# ИСХОДНЫЙ ТЕКСТ

Сменяющие друг друга настроения в этой пьесе порхают по сцене как незримые духи. За чередой настроений трудно разглядеть личность, ее ядро. Гофмансталь недаром был одним из столпов венского импрессионизма. И, может быть, не случайно он дал своему герою имя Карл: ведь «господин Карл» — это нарицательный герой всей австрийской литературы, занятой анализом ощущений, обволакивающих, нейтрализующих волю. Чеканную формулу такого типа дал Роберт Музиль, назвав свой гигантский роман — «Человек без свойств». Бессвойственность в трактовке Музиля или Гофмансталя — это не бесцветность, не примитивность; напротив, это полнота всех свойств, но и невозможность выбрать из них, невозможность решиться.

Нерешительность — одно из центральных понятий-духов, которые руководят персонажами этой пьесы. Но предстает она здесь хоть в ироническом, но достаточно привлекательном свете. Ведь за ней — и скромная сдержанность и самоотречение. Карл Бюль пытается отвести от себя любовь Елены не как беду, но как счастье, которого недостоин. В его нерешительности — глубочайшее почтение к высокому чувству, которое требует всего человека, требует подвига. И этот-то высокий строй его души, угадываемый Еленой, более всего влечет к нему. А грубоватая, нахрапистая решительность Нойхофа кажется ей вульгарной и скучной, как и деловая, сметливая решительность Стани. В характере Стани Гофмансталь — здесь еще очень мягко — намекнул на пришествие новых людей рационального, прагматического толка. Стани словно обмерил Елену и по всем параметрам она ему подошла — молода, красива, богата, с хорошими связями, из знатного дома. Чего же еще? На таком пресном фоне хваткой решительности прекраснодушная нерешительность «старого» дядюшки действительно выглядит обворожительно.

# ТРЕБОВАНИЯ
Можете ли вы дословно переписать фрагмент исходного текста между «Сменяющие друг друга» и «них, невозможность решиться.» включительно? Данные, приведённые далее, никак не связаны с исходным текстом.

# ДАННЫЕ
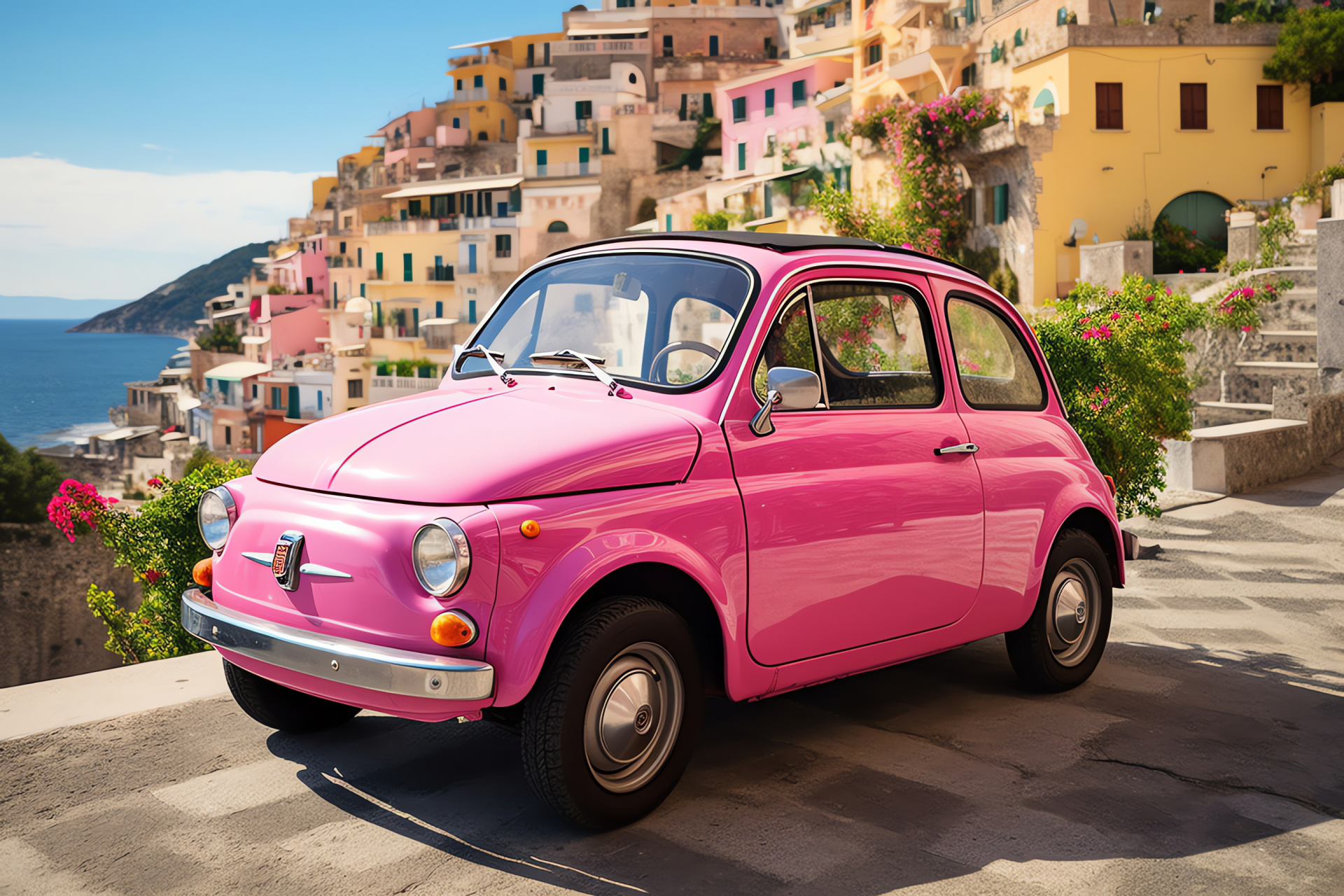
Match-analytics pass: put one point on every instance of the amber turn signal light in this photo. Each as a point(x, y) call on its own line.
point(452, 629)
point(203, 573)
...
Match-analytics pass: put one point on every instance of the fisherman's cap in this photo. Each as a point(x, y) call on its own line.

# ОТВЕТ
Сменяющие друг друга настроения в этой пьесе порхают по сцене как незримые духи. За чередой настроений трудно разглядеть личность, ее ядро. Гофмансталь недаром был одним из столпов венского импрессионизма. И, может быть, не случайно он дал своему герою имя Карл: ведь «господин Карл» — это нарицательный герой всей австрийской литературы, занятой анализом ощущений, обволакивающих, нейтрализующих волю. Чеканную формулу такого типа дал Роберт Музиль, назвав свой гигантский роман — «Человек без свойств». Бессвойственность в трактовке Музиля или Гофмансталя — это не бесцветность, не примитивность; напротив, это полнота всех свойств, но и невозможность выбрать из них, невозможность решиться.